**WORK REQUEST**
Your answer should be the lines below from the one with "Target: green grassy hillside" to the one with "Target: player's hand", both included, given again exactly and with nothing added.

**Natural-language object grounding data**
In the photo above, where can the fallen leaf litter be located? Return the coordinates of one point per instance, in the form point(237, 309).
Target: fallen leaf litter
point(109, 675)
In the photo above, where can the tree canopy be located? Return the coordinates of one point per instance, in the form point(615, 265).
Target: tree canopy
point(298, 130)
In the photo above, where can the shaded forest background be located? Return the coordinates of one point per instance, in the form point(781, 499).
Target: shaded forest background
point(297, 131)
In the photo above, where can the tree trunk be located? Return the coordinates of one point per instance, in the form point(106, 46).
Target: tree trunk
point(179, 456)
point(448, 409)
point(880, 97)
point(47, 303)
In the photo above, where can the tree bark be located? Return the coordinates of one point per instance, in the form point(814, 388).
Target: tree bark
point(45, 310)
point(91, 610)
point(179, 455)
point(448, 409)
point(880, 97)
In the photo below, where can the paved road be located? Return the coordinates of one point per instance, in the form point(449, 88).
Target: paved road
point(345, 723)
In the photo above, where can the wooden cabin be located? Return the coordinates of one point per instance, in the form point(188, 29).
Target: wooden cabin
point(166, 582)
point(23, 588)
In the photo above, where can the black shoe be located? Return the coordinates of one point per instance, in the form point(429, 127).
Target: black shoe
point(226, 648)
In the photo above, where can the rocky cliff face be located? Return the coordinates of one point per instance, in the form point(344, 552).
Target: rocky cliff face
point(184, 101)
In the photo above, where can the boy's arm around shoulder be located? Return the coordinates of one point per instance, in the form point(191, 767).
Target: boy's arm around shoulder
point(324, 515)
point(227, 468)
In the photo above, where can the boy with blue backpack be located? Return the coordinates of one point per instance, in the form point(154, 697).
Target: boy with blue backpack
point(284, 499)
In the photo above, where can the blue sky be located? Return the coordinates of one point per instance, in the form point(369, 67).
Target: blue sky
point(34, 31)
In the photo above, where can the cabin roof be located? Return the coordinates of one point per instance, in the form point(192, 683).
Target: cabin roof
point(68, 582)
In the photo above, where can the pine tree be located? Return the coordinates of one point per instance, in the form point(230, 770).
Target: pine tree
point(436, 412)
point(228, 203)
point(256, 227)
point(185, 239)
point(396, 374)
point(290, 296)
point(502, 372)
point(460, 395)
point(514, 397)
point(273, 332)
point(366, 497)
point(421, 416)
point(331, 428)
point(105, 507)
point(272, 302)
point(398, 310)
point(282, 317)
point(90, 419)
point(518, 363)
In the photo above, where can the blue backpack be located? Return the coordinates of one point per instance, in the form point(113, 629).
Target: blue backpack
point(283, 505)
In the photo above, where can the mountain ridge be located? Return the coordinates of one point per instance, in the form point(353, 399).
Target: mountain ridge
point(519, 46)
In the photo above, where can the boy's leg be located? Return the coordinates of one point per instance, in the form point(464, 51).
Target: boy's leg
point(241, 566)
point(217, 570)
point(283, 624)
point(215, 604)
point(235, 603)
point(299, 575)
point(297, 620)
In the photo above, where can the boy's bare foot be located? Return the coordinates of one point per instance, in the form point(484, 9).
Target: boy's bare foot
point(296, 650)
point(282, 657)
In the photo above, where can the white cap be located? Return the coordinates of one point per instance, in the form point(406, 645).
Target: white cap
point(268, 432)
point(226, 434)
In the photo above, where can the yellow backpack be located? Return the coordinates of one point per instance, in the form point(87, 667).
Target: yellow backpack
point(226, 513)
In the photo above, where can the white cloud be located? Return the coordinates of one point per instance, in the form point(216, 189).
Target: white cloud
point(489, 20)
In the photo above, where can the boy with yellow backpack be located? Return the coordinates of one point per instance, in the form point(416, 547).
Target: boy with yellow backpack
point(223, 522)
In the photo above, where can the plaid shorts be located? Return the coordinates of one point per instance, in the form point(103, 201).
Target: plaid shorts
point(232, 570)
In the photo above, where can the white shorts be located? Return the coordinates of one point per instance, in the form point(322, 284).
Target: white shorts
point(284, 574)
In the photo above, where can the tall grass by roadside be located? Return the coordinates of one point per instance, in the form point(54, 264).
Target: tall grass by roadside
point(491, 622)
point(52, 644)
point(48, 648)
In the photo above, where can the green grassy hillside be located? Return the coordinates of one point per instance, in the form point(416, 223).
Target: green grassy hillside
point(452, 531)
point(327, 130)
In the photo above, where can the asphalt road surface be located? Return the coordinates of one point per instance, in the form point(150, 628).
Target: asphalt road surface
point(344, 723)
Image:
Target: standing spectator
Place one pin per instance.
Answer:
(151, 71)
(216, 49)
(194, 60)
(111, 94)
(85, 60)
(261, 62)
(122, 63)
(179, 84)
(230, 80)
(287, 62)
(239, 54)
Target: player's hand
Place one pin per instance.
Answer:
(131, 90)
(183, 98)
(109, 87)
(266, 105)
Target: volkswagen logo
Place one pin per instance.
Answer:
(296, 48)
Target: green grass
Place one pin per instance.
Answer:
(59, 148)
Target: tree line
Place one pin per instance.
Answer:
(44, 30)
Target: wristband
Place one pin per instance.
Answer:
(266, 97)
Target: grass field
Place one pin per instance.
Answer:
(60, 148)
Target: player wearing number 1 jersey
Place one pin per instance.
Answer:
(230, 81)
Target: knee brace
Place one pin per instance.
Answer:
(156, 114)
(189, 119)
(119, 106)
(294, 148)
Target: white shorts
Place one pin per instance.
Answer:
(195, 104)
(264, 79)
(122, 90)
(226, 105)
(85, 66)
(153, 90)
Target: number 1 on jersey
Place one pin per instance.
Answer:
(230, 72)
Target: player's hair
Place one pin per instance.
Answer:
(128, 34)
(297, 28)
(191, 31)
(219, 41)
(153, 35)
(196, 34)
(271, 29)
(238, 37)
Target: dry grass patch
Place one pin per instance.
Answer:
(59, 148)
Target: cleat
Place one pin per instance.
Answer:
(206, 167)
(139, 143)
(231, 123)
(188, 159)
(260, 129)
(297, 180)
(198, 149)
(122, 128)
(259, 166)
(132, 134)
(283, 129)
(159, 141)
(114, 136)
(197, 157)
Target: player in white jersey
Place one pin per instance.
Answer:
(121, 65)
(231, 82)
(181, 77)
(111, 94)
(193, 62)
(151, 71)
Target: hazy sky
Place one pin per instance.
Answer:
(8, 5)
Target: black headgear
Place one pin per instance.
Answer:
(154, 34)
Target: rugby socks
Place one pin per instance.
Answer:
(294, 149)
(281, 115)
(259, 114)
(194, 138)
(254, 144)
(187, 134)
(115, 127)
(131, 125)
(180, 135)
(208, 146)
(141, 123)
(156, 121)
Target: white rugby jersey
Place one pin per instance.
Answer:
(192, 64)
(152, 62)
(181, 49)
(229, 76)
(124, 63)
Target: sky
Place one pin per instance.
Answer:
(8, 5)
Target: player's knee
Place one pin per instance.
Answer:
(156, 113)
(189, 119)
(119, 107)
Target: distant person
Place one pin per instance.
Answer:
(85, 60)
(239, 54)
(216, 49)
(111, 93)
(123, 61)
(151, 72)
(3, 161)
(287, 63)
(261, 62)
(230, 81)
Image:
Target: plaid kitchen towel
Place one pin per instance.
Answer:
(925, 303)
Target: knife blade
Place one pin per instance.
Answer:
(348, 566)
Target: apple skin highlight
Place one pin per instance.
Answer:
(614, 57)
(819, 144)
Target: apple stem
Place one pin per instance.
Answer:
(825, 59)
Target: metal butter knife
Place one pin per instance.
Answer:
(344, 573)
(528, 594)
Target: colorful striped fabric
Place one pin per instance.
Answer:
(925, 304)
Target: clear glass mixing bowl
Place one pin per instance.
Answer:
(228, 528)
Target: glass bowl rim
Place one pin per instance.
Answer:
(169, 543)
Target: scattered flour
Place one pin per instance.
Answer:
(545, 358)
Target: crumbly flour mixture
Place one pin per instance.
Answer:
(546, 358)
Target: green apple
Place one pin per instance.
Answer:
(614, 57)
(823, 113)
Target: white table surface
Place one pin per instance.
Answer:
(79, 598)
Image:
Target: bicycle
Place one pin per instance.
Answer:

**SOLVED PROBLEM**
Target: green grassy hillside
point(452, 531)
point(327, 130)
In the photo above, where can the asphalt road surface be located? Return the coordinates of one point per instance, in the form point(150, 628).
Target: asphalt road surface
point(344, 723)
Image:
Target: standing spectator
Place one pin per instance.
Answer:
(151, 71)
(216, 49)
(194, 60)
(111, 94)
(85, 60)
(261, 62)
(122, 63)
(179, 84)
(230, 80)
(287, 62)
(239, 54)
Target: player's hand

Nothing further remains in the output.